§ Descrição da tarefa
Segundo o trecho selecionado abaixo, o que a Coroa portuguesa, entre os séculos XVI e XIX, não regia ou não era? Liste cada item.

§ Trecho selecionado
......

Como
entender esse sentimento de inferioridade, de desapreço em relação a nós
mesmos, sendo herdeiros de uma história e de uma cultura tão ricas? Qual a
causa desse rastejar em culpas e remorsos, como se ser brasileiro equivalesse a
viver num estuário de vilanias e maldições?
A
visão negativa a que me refiro iniciou com a propaganda republicana. No
entanto, nada fez tanto estrago à nação quanto o discurso esquerdista ao
suscitar conflitos sem os quais sua ação política entra em coma.
É
como se a história do Brasil fosse uma reportagem de horrores que começa com
genocídio indígena e escravidão. A partir disso não tem mais cura nem conserto.
Ora, qual país não registra páginas escuras em seus anais? Qual não viveu ou
criou situações assim? Não conheço outro, contudo, que as traga de modo
permanente à luz para repudiar suas origens desde o Descobrimento, injuriar a
identidade nacional e desprezar a própria dignidade. Desconheço estupidez
análoga em outro lugar planeta!
São
ideias difundidas por supostos estudiosos dos temas nacionais que se aborrecem
com o fato de nosso povoamento haver transcorrido no período histórico
correspondente ao absolutismo monárquico. Deprime-os a maldição de que o
mercantilismo fosse o sistema econômico então vigente. Incomoda-os saber que no
século XVI foi levado o último toco de pau-brasil, sem o qual fomos obrigados a
sobreviver até hoje. Atribuem nossas dificuldades financeiras ao ouro arrancado
de nossas entranhas (uma exploração privada, sobre a qual a Coroa cobrava 20%
de imposto) e que gerou desenvolvimento econômico e social em Minas Gerais, Rio
de Janeiro e São Paulo.
De
fato, a Coroa portuguesa entre os séculos XVI e XIX não regia uma economia de
livre mercado, não era uma monarquia constitucional, nem uma “democracia
popular”, nem era “politicamente correta”! Ora pombas, que coisa mais
anacrônica!
Prefiro
outro modo de ver a história. Prefiro valorizar a riqueza cultural de que somos
herdeiros, enriquecida pelo aporte das varias etnias que aqui se agregaram.

......

§ Material fornecido
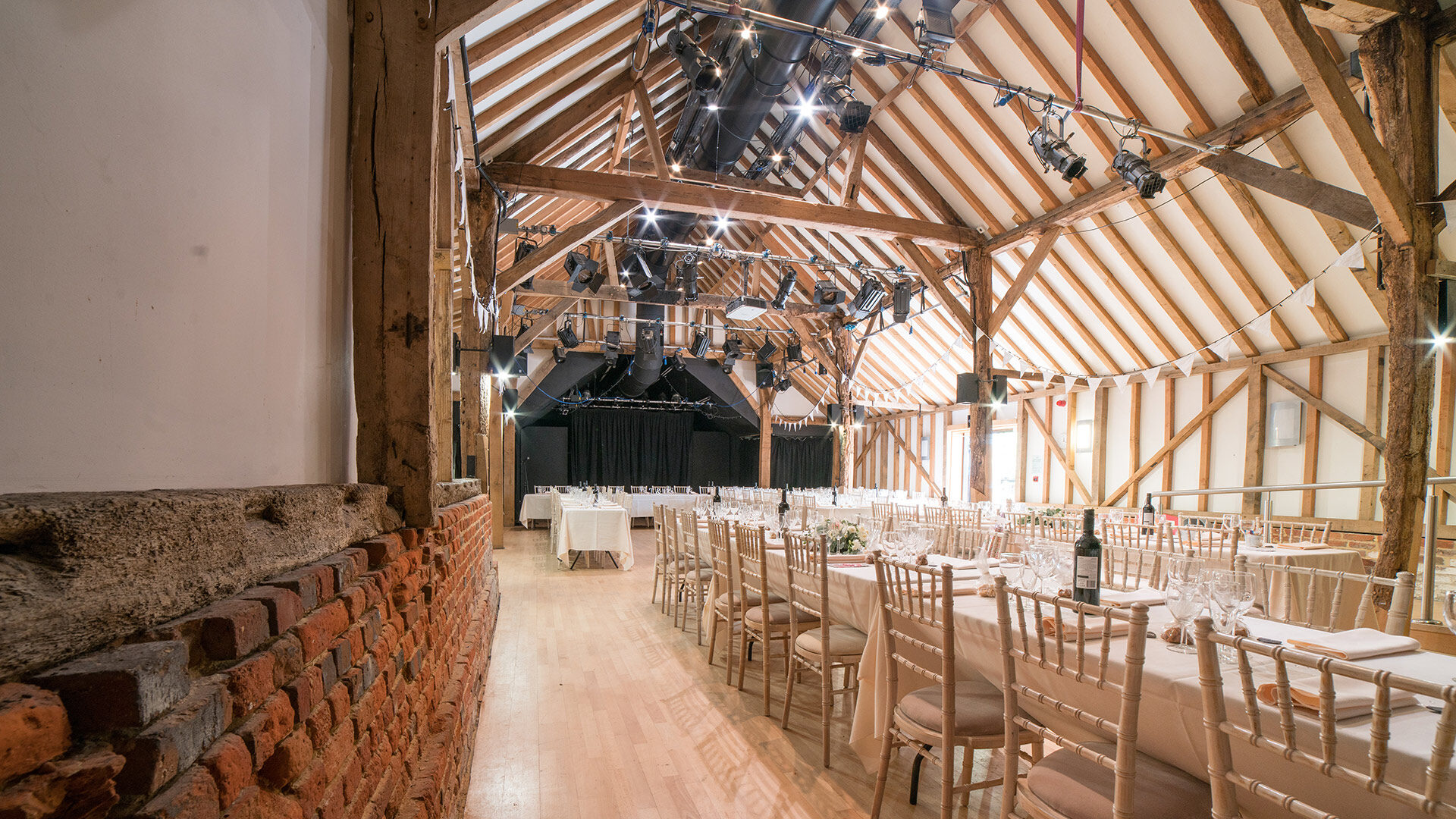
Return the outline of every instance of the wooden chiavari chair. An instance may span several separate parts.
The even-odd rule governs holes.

......

§ Solução do exercício
- uma economia de livre mercado
- uma monarquia constitucional
- uma “democracia popular”
- “politicamente correta”